Exercise goal => If a line of the records contains the word "street", list it.

[Start of Attachment]

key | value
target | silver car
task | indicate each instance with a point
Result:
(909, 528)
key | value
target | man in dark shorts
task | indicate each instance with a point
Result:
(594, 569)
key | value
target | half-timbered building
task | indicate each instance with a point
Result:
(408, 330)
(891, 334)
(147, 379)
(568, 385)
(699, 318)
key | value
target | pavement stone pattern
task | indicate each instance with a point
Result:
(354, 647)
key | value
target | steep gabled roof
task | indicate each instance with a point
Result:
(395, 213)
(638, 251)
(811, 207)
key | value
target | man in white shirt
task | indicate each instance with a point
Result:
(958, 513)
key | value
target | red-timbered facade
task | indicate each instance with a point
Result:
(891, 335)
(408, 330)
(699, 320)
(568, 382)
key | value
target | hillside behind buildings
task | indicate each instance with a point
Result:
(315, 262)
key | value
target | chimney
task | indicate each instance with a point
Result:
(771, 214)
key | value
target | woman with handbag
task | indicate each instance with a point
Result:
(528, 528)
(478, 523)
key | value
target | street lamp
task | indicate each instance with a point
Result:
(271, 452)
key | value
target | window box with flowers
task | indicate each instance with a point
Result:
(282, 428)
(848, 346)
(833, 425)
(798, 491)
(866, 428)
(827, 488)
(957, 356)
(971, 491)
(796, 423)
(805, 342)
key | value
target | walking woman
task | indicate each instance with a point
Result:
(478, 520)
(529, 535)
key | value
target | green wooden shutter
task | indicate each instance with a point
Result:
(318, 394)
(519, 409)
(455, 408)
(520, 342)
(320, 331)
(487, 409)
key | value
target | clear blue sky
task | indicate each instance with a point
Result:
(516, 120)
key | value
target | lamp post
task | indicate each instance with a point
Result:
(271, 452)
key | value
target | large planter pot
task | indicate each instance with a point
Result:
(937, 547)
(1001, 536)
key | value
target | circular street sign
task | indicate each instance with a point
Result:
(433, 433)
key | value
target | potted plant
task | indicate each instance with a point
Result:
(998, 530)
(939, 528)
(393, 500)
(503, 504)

[End of Attachment]

Answer section =>
target | street lamp
target | circular street sign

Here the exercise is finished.